Document excerpt:
-- -- --

No, it's the updated Addiction. No specs yet on the shoot through


----------



## Probe 97 (Aug 31, 2008)

Not all the bows and specs have been released yet.


----------



## hoyt fo life555 (Jan 31, 2005)

Probe 97 said:


> Not all the bows and specs have been released yet.


So now how much longer ? How many more ?


----------



## whack n stack (Dec 23, 2007)

hoyt fo life555 said:


> So now how much longer ? How many more ?


2 I believe


----------



## Probe 97 (Aug 31, 2008)

Not sure when the rest will be released, my though was today.


----------



## slb (Nov 28, 2014)

Mr.On said:


> 2 I believe


Doesn't the FB post say an ADDITIONAL 4??


----------



## enkriss (Apr 10, 2009)

Probe 97 said:


> Not sure when the rest will be released, my though was today.


I think you might have to wait till December 8th for pics...









Kind of an odd annoying way to launch a new lineup....


----------



## MiniJCW (Apr 27, 2014)

I thought there was going to be a shoot through riser released also???


----------



## slb (Nov 28, 2014)

slb said:


> Doesn't the FB post say an ADDITIONAL 4??


   


MiniJCW said:


> I thought there was going to be a shoot through riser released also???


----------



## Oilfield archer (Oct 20, 2013)

I thought all bow specs from obsession was going to be released today. also thought that meant everything being offered this year. not 4 more on the 8th. just saying because im waiting to see what I want to order. jeez


----------



## Cris Anderson (Oct 22, 2014)

enkriss said:


> I think you might have to wait till December 8th for pics...
> 
> View attachment 2097787
> 
> ...


Super annoying. I'm kinda tired of the runaround so I'm just going to go with either the Xcentric which is already on its way to my dealer for me to try, or the Nitrum Turbo. Obsession must know the specs...no reason not to share them. I'm sure lots of other guys are going to wait...but to be honest, I can't see a reason for me to drag it out when its only got the potential to be a few fps faster than the other two anyhow. Its just not worth it.


----------



## Probe 97 (Aug 31, 2008)

-- -- --

Listing:
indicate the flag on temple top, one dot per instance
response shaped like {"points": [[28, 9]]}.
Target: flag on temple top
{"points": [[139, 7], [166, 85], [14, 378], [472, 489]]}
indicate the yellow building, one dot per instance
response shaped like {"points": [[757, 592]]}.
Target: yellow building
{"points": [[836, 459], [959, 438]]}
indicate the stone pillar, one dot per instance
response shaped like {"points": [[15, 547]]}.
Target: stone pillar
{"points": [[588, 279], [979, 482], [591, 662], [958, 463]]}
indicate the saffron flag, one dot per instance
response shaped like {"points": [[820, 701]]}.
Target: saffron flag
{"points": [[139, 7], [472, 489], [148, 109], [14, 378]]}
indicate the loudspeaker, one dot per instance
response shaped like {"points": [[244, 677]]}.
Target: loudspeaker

-- -- --

Directions for this task: Go on with the thread about Obsession's new bow lineup from the point where it stops. The entries stand apart from the thread about Obsession's new bow lineup.

Response to the exercise:
Cris Anderson said:


> Super annoying. I'm kinda tired of the runaround so I'm just going to go with either the Xcentric which is already on its way to my dealer for me to try, or the Nitrum Turbo. Obsession must know the specs...no reason not to share them. I'm sure lots of other guys are going to wait...but to be honest, I can't see a reason for me to drag it out when its only got the potential to be a few fps faster than the other two anyhow. Its just not worth it.


You might change your mind once the shoot through is released, all we can do is wait and see.


----------



## 13bonatter69 (Dec 23, 2007)

Cris Anderson said:


> Super annoying. I'm kinda tired of the runaround so I'm just going to go with either the Xcentric which is already on its way to my dealer for me to try, or the Nitrum Turbo. Obsession must know the specs...no reason not to share them. I'm sure lots of other guys are going to wait...but to be honest, I can't see a reason for me to drag it out when its only got the potential to be a few fps faster than the other two anyhow. Its just not worth it.


Patience, young grasshopper, patience..... :wink:lol


----------



## Predator (Jan 18, 2003)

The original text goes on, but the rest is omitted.